§ Extrait du document:
........

Vous me pressez et vous me dites -— c’est à coup sûr votre pensée – : « Mais sous quel mode, sous quelle forme fonctionnera ensuite cette propriété sociale devenue à la fois la propriété de l’ouvrier et la propriété du paysan ? »

Messieurs, je reprends d’abord, en la précisant, – et dussiez-vous n’en être pas plus satisfaits que tout à l’heure, – je reprends ma réponse d’il y a un instant.

Il y a eu dans la révolution bourgeoise un moment qui est resté célèbre et glorieux, c’est la nuit du 4 août ; dans cette nuit du 4 août, la Constituante a aboli, sans redevance, les privilèges féodaux qui pesaient sur les personnes, et, avec indemnité, les droits féodaux qui résultaient de simples transactions et de simples contrats entre personnes réputées égales.

C’était là la formule, c’était là le principe général, et cette affirmation, si générale dans ses termes qu’elle fût, a suffi pour déterminer la chute du monde féodal et le surgissement d’un monde nouveau. Et pourtant, sortons des apparences, et cherchez, je vous prie, dans les discussions et les rapports qui suivirent cette nuit du 4 août, comment put être organisée cette déclaration générale de la Constituante.

........

§ Consigne A:
D'après l'extrait, qu'a aboli la Constituante sans redevance au cours de la nuit du 4 août ?
§ Consigne B:
Reformulez plus brièvement le paragraphe de l'extrait qui commence par « Il y a eu dans la révolution bourgeoise », sans en omettre les faits essentiels.
§ Consigne C:
Recopiez fidèlement le passage de l'extrait allant de « Messieurs, je reprends » à « a un instant. ».

§ Entrées fournies:
........

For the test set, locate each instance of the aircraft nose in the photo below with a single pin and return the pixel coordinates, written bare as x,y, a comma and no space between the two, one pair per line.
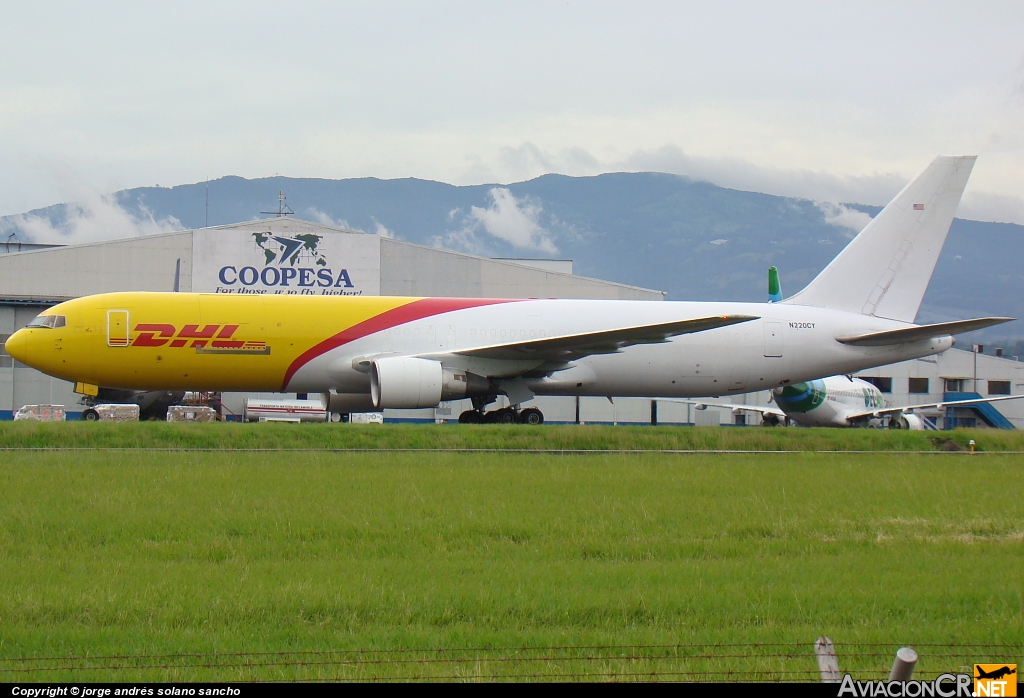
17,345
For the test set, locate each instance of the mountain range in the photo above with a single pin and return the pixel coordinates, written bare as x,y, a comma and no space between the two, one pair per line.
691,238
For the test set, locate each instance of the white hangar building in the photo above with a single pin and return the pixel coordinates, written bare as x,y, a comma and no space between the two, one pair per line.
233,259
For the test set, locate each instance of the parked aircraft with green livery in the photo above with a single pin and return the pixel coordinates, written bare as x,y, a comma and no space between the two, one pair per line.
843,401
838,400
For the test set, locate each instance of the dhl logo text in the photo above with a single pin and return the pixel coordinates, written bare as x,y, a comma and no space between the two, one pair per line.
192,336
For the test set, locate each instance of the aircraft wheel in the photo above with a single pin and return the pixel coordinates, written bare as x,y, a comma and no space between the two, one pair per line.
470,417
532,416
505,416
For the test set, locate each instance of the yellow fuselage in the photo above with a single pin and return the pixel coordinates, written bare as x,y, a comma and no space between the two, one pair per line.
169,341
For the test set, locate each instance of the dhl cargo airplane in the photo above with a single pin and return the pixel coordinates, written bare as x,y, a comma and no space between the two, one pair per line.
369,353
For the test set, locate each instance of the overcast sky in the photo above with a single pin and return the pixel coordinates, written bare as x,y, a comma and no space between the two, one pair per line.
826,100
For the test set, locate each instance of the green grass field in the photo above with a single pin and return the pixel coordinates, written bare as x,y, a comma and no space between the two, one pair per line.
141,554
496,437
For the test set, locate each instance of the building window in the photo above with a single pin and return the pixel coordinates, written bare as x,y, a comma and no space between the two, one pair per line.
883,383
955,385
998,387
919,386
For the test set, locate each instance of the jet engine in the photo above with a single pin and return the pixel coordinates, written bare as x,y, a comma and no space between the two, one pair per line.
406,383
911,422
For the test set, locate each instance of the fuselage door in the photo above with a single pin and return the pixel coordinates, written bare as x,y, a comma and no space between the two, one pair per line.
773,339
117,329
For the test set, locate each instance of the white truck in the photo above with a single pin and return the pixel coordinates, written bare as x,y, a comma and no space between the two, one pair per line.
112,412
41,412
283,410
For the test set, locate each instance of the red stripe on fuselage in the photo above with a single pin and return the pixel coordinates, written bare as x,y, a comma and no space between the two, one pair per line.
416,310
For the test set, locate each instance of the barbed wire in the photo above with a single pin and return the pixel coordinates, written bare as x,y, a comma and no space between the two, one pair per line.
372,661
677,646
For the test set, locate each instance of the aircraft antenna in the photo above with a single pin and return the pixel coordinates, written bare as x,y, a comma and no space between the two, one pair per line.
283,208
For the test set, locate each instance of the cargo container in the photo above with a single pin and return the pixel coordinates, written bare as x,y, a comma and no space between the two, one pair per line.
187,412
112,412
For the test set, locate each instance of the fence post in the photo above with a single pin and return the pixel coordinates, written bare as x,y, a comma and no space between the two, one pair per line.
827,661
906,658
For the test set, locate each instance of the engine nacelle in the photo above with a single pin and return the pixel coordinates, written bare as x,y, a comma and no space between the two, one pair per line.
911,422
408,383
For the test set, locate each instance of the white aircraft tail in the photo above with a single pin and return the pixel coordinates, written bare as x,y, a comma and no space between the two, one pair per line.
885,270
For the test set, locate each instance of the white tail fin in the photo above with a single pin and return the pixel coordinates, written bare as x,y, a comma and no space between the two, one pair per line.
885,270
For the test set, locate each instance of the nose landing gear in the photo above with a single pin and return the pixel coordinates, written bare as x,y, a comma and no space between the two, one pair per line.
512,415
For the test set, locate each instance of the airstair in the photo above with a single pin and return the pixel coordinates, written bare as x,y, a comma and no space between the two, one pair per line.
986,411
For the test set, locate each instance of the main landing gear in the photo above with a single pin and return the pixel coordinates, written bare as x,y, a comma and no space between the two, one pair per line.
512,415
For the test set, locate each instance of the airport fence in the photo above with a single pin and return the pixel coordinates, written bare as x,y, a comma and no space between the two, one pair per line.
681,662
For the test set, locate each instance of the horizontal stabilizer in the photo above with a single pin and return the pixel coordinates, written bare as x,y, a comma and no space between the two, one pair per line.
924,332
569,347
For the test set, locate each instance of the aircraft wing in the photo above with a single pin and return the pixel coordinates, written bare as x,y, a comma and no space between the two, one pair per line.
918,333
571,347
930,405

........

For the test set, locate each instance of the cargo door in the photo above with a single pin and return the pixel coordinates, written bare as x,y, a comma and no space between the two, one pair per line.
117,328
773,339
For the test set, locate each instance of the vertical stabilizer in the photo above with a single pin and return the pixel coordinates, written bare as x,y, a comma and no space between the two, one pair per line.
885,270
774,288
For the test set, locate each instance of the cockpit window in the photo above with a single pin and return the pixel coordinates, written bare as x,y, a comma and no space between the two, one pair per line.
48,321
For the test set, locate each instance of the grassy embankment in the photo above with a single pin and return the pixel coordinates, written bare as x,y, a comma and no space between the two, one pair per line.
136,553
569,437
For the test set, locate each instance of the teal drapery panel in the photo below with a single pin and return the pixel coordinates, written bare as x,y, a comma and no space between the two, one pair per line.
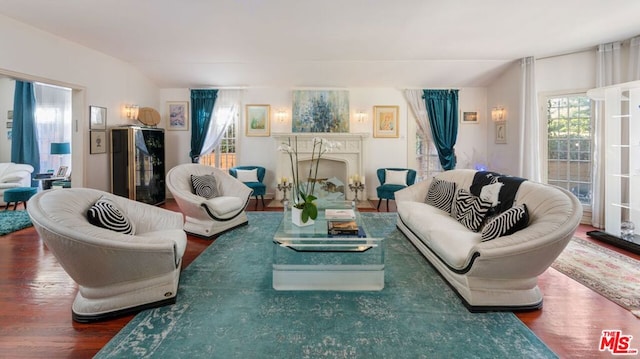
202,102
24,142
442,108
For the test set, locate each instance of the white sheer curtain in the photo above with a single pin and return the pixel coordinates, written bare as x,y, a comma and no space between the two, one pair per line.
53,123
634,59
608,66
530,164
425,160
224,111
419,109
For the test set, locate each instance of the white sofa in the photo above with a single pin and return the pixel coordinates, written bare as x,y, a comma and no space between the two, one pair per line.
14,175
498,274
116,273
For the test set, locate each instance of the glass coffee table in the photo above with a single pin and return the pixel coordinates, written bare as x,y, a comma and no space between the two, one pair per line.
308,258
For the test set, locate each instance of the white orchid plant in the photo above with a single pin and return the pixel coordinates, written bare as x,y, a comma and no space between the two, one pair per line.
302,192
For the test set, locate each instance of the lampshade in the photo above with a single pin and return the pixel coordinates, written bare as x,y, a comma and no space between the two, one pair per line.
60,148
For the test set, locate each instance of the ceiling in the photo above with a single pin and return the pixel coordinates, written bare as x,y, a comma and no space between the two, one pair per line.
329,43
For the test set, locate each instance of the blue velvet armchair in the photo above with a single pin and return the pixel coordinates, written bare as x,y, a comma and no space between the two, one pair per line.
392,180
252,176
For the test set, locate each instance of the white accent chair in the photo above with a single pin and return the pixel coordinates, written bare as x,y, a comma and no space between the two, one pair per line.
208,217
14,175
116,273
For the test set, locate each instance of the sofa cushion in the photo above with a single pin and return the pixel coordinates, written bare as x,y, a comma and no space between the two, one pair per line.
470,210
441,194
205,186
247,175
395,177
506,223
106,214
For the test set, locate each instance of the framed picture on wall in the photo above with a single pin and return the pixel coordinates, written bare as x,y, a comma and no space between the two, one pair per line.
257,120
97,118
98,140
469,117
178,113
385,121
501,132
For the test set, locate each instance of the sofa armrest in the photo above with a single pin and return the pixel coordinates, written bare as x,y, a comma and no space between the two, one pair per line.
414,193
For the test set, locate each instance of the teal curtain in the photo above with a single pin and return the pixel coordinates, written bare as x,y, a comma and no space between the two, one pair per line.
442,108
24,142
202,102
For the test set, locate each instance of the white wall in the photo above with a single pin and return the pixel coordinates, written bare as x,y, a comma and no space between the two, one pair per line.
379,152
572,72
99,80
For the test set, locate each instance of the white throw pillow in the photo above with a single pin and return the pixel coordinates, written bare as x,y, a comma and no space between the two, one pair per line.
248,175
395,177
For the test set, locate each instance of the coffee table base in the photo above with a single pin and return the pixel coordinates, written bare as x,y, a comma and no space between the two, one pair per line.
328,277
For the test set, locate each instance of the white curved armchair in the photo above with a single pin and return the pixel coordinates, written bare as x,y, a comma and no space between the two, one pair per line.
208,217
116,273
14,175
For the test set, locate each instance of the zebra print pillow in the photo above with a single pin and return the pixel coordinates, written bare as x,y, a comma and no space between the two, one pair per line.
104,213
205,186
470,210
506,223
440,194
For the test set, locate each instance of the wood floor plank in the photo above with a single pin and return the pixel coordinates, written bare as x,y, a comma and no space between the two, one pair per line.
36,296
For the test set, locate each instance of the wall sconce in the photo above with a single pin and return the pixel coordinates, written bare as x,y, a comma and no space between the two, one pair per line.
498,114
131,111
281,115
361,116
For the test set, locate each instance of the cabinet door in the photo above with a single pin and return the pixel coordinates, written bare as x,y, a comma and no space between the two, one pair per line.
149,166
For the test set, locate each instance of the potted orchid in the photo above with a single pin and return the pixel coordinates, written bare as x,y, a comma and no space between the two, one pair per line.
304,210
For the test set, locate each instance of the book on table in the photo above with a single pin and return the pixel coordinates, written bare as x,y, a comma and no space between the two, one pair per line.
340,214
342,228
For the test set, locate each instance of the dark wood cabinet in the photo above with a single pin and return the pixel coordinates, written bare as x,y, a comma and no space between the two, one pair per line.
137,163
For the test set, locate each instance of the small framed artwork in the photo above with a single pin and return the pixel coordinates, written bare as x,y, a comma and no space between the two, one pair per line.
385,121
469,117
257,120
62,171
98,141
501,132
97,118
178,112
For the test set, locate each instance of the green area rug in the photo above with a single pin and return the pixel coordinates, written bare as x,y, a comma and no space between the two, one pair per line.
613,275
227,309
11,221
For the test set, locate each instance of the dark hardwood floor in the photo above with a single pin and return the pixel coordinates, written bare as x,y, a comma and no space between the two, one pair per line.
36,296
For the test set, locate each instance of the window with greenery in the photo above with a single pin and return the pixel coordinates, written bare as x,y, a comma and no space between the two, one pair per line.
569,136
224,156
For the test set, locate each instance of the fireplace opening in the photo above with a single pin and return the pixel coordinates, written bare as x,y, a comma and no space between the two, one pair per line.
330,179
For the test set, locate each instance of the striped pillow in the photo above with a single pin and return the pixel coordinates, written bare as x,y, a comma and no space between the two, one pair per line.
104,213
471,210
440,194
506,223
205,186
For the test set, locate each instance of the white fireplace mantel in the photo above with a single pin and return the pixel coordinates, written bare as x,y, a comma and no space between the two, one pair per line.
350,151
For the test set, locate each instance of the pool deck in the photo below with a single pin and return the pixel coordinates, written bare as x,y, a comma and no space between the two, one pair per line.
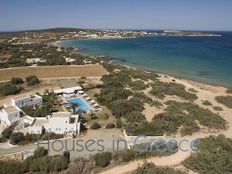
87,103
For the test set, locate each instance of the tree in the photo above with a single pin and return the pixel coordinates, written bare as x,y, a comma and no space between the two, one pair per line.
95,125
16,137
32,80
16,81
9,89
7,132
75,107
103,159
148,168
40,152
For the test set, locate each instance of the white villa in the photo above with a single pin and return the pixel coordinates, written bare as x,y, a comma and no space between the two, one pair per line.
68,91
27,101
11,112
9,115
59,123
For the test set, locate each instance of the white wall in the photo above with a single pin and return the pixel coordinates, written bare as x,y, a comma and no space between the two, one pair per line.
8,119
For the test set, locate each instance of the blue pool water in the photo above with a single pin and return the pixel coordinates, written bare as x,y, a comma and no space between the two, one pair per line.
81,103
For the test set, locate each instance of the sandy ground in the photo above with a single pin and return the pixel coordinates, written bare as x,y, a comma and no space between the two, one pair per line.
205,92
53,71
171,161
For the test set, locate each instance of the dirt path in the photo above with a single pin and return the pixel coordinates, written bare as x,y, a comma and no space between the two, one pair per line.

........

§ Réponse attendue A:
Les privilèges féodaux qui pesaient sur les personnes.

§ Réponse attendue B:
La nuit du 4 août, moment célèbre et glorieux de la révolution bourgeoise, la Constituante a aboli sans redevance les privilèges féodaux pesant sur les personnes. Elle a aboli avec indemnité les droits féodaux issus de simples contrats entre personnes réputées égales.

§ Réponse attendue C:
Messieurs, je reprends d’abord, en la précisant, – et dussiez-vous n’en être pas plus satisfaits que tout à l’heure, – je reprends ma réponse d’il y a un instant.